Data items
◆ ◆ ◆ ◆ ◆ ◆ ◆

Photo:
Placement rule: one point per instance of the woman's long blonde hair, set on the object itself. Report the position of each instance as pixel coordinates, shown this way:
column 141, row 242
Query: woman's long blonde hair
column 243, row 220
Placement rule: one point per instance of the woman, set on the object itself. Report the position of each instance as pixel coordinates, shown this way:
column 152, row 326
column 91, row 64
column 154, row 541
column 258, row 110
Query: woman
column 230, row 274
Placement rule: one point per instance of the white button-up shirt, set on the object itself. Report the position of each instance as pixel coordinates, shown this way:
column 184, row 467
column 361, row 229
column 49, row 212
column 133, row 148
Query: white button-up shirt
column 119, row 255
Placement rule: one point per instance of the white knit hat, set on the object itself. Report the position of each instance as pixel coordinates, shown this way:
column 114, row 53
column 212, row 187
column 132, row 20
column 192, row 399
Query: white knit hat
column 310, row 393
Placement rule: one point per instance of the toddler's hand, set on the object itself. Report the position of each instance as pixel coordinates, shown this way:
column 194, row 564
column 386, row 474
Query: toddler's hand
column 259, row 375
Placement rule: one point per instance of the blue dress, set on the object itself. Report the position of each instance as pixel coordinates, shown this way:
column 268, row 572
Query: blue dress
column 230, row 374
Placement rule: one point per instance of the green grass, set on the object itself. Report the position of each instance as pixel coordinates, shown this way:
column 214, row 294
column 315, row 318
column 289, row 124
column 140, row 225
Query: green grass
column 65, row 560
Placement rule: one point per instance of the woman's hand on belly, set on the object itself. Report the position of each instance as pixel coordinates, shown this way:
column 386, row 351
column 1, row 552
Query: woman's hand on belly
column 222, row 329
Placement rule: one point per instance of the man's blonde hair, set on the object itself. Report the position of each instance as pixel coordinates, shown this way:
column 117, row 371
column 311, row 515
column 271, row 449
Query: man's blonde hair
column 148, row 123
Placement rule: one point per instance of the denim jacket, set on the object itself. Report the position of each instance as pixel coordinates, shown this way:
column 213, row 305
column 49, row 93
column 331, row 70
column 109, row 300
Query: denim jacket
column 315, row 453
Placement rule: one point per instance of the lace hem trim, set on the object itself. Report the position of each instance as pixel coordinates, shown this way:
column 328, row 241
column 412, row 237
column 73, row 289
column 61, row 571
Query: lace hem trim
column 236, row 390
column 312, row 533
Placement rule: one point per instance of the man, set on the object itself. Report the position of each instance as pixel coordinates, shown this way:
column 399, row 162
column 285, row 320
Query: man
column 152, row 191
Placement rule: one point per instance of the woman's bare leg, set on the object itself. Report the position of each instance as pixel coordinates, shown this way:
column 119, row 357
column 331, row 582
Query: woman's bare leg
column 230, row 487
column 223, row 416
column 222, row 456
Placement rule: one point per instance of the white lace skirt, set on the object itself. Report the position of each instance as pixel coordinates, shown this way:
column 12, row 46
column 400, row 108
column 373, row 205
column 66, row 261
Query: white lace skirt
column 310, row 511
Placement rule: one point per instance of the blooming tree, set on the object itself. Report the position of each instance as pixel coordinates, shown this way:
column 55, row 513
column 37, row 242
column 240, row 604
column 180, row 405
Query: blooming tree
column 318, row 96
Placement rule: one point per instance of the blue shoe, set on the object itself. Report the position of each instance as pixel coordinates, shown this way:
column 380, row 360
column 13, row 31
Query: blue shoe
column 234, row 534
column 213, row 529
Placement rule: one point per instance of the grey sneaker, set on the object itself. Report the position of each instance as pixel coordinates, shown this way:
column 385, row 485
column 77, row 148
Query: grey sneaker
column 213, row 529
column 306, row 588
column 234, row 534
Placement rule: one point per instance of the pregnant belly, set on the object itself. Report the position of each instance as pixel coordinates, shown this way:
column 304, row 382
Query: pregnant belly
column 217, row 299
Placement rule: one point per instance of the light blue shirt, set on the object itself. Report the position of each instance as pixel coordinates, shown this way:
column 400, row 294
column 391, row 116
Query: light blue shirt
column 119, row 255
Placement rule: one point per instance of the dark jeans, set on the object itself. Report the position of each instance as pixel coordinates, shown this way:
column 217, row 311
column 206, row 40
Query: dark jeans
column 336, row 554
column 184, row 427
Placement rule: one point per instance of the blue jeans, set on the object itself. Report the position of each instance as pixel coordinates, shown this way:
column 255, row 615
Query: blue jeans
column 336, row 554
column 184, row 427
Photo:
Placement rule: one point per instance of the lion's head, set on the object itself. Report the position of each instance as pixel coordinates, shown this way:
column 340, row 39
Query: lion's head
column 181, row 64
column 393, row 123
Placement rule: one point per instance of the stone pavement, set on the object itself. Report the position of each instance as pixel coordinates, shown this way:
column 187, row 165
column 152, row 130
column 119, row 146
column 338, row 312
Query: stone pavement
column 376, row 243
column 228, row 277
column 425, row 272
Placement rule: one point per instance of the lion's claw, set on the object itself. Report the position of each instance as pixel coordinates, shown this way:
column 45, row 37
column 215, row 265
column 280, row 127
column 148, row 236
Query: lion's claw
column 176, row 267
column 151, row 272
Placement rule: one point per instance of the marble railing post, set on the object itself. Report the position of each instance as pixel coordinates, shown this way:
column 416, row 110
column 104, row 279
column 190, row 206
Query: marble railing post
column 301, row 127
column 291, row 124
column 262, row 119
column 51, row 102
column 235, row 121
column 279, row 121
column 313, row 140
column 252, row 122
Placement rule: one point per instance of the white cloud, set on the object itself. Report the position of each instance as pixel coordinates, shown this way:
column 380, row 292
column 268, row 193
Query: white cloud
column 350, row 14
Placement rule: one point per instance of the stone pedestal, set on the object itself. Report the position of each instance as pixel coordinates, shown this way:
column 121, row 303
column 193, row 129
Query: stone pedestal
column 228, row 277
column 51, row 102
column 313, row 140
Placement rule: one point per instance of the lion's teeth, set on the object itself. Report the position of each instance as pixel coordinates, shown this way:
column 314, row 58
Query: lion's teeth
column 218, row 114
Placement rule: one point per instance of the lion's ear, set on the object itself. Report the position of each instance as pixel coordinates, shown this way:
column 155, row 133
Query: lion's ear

◆ ◆ ◆ ◆ ◆ ◆ ◆

### Work instruction
What is needed is an exact copy of the lines above, from the one containing "column 258, row 110" through the one containing "column 214, row 294", with nothing added.

### Answer box
column 258, row 110
Query: woman
column 230, row 274
Placement rule: one point per instance of the white button-up shirt, set on the object itself. Report the position of each instance as pixel coordinates, shown this way:
column 184, row 467
column 361, row 229
column 49, row 212
column 133, row 148
Query: white button-up shirt
column 119, row 255
Placement rule: one point per instance of the white knit hat, set on the object itself. Report the position of each instance as pixel coordinates, shown this way:
column 114, row 53
column 212, row 187
column 132, row 20
column 192, row 399
Query: white knit hat
column 310, row 393
Placement rule: one point per instance of the toddler's hand, set on the object itself. Report the position of each instance as pixel coordinates, shown this way:
column 194, row 564
column 386, row 474
Query: toddler's hand
column 259, row 375
Placement rule: one point per instance of the blue dress, set on the object itself. Report the position of each instance as pixel coordinates, shown this way:
column 268, row 572
Query: blue dress
column 230, row 374
Placement rule: one point per instance of the green grass, set on the object itself. Report the position of each instance as pixel coordinates, shown this way:
column 214, row 294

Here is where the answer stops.